● Data records
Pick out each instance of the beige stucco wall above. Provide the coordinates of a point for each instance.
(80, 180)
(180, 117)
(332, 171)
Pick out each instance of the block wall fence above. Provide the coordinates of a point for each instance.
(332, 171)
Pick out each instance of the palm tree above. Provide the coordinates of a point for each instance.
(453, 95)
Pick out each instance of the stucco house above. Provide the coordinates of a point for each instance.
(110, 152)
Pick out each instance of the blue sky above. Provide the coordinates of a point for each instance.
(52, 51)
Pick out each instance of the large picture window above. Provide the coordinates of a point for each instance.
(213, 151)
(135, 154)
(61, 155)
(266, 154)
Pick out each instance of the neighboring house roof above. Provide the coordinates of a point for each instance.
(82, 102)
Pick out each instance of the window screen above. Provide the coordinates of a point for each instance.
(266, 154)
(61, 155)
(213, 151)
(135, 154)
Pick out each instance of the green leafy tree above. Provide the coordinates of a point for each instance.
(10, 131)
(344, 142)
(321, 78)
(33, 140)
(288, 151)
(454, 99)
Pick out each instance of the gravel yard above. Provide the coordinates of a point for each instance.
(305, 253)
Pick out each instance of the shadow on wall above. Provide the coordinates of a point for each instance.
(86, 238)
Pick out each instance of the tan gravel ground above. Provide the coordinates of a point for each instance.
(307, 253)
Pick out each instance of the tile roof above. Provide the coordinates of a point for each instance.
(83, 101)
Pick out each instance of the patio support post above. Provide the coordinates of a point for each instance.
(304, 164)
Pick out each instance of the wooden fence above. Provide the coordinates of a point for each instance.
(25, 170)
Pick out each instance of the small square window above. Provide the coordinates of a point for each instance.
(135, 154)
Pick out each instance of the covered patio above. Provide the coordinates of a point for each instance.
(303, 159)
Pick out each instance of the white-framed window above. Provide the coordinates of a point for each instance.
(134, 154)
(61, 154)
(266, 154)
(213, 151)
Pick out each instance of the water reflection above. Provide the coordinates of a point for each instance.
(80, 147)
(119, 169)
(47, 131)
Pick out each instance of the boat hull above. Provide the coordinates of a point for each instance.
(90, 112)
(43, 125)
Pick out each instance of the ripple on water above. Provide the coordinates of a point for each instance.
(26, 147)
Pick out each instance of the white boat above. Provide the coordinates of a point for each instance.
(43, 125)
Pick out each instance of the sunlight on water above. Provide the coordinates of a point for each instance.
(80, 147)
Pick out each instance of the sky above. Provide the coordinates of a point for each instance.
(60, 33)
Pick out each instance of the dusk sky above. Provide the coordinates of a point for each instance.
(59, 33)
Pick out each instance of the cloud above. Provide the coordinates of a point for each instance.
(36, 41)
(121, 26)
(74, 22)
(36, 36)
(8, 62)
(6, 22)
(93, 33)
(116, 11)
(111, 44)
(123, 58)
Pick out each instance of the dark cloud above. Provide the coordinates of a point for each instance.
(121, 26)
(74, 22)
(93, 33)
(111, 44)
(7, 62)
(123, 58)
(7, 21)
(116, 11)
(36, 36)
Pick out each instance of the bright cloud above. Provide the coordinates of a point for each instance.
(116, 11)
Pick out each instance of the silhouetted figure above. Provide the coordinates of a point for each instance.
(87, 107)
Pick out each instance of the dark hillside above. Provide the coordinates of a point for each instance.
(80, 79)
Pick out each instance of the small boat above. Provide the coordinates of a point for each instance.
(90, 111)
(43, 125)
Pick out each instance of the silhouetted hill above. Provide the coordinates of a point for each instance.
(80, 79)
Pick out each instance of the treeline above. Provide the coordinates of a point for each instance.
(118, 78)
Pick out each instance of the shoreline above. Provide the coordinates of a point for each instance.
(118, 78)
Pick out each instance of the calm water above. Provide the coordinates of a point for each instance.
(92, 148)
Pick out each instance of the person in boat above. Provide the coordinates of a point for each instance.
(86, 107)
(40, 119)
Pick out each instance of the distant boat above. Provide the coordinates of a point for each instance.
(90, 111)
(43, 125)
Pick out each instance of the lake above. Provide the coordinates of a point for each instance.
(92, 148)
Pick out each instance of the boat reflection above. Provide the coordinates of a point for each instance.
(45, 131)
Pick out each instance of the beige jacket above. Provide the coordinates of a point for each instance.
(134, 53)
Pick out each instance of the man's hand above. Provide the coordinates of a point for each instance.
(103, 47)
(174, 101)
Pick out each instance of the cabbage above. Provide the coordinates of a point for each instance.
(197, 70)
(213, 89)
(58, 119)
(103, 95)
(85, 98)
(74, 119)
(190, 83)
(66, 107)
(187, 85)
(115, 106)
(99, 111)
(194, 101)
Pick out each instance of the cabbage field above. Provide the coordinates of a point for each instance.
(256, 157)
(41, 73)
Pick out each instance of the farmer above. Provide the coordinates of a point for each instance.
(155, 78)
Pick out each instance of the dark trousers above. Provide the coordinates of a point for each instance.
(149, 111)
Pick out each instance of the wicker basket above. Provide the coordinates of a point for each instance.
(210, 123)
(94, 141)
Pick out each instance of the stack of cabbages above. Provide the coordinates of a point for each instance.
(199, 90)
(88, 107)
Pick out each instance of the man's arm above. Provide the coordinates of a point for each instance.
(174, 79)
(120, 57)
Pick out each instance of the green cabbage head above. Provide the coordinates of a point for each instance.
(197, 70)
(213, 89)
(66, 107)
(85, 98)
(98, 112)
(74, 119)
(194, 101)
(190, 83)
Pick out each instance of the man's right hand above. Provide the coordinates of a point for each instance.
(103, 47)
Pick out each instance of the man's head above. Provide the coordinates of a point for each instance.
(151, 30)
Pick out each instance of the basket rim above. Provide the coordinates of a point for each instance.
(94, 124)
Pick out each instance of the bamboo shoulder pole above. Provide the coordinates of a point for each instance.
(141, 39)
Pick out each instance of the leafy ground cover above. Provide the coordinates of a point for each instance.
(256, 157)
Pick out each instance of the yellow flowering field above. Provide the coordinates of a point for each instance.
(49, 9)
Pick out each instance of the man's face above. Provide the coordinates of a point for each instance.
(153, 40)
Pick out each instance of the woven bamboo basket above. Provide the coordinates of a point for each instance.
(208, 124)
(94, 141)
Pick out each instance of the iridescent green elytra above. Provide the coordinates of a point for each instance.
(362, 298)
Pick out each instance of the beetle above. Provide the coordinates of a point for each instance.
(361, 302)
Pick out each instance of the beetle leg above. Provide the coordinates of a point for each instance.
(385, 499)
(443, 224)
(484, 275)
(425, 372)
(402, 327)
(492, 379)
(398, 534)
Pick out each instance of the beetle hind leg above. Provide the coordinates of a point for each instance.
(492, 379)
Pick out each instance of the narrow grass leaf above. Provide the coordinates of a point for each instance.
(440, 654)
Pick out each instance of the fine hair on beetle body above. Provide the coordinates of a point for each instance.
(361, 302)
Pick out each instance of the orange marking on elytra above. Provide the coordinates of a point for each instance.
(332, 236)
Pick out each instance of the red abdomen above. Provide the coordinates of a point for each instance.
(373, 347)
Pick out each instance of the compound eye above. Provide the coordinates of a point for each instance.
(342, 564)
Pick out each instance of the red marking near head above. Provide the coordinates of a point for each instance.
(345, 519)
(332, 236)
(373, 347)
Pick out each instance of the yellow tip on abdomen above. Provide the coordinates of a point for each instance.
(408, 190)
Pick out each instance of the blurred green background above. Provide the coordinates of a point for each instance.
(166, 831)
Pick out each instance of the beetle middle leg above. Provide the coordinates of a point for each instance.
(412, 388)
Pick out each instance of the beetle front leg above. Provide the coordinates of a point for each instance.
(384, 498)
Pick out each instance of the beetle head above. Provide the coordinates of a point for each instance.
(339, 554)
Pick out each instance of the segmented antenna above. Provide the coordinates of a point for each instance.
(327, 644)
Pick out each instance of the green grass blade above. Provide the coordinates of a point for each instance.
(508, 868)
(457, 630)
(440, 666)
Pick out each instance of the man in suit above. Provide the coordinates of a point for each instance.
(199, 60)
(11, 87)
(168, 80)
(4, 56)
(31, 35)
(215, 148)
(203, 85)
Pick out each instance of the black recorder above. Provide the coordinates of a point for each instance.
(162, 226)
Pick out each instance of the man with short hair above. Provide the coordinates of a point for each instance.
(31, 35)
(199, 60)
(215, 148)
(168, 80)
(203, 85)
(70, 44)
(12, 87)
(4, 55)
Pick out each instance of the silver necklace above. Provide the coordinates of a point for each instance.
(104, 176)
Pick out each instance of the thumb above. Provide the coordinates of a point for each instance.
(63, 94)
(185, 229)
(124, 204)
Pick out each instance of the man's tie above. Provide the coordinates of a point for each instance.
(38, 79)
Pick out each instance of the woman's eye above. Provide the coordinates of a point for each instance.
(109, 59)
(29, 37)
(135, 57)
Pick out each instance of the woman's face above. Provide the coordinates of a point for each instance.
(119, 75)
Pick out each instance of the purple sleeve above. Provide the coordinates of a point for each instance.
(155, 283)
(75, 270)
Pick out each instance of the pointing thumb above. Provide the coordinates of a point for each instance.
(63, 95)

● Do this
Rewrite the lines from the one holding "Pick out each instance of the woman's eye" through the last of the lines above, inclusive, changing "purple sleeve" to "violet sleeve" and leaving everything else as it stands.

● Worked answer
Pick out each instance of the woman's eye above. Provide the coordinates of a point for each instance.
(109, 59)
(29, 37)
(135, 57)
Pick out each instance of the woman's face above. Provide the coordinates of a point for each instance.
(119, 75)
Pick out each instance of the violet sleeve above. Provide the coordinates of a point for each instance.
(155, 283)
(75, 270)
Pick out each instance of the pointing thumb above. Provide the coordinates of a point for each instance.
(63, 95)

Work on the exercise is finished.